■ **Exercise task**: List every line in the rows below that contains the word "each".

Collected data entries:
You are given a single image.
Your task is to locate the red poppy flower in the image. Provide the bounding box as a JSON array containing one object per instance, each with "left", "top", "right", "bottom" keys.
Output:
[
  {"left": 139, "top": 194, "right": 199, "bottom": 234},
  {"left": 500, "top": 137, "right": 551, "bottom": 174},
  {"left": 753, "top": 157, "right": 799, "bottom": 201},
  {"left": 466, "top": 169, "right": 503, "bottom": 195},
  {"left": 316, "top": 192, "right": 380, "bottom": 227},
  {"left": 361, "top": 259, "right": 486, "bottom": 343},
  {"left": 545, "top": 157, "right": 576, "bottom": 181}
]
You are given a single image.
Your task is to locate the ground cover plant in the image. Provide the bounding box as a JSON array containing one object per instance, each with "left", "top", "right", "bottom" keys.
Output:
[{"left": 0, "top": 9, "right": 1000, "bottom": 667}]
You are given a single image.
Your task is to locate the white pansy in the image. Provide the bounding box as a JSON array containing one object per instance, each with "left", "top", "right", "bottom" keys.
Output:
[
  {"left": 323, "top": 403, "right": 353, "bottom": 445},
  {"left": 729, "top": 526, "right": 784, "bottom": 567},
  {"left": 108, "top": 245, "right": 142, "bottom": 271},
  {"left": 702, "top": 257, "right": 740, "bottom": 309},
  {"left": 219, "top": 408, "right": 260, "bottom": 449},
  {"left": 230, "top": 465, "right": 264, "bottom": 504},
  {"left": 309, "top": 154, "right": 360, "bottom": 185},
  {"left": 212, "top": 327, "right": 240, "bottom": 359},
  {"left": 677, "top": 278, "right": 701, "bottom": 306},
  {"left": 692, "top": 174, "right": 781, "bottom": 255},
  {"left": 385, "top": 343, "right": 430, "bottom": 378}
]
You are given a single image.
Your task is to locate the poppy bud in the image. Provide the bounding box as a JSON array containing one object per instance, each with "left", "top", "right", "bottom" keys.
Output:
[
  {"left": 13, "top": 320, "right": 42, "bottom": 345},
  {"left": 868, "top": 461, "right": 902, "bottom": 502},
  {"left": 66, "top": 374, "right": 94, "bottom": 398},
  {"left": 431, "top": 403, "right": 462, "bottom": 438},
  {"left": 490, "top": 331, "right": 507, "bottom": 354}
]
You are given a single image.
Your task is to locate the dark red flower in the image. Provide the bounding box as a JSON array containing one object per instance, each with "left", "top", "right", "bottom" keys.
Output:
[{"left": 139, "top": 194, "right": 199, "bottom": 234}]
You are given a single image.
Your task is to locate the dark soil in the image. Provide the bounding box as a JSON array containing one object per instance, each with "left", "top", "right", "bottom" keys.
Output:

■ **Result of this task**:
Your task is to locate the red poppy flower in the image. Provide the bounding box as a JSON array containing one object per instance, each with "left", "top", "right", "bottom" keys.
Your task is to locate the ground cover plant in the image. Provide the bounding box as a JSON array containing one object per instance, each with "left", "top", "right", "bottom" keys.
Your task is to locate the white pansy in the image. Provide the bounding box as a JSON array containing one object per instance, each with "left", "top", "right", "bottom" keys.
Your task is to locate the poppy bud in the image. Provide the bounding box as a JSON array containing one object per instance, each with "left", "top", "right", "bottom" keys.
Your task is to locate the dark red flower in the image. Provide the bounding box as a JSON array containing one object per instance, each with "left", "top", "right", "bottom" keys.
Your task is to locate the dark soil in the image. Provide the bounding box as a JSON array containing one object per instance, each with "left", "top", "right", "bottom" keys.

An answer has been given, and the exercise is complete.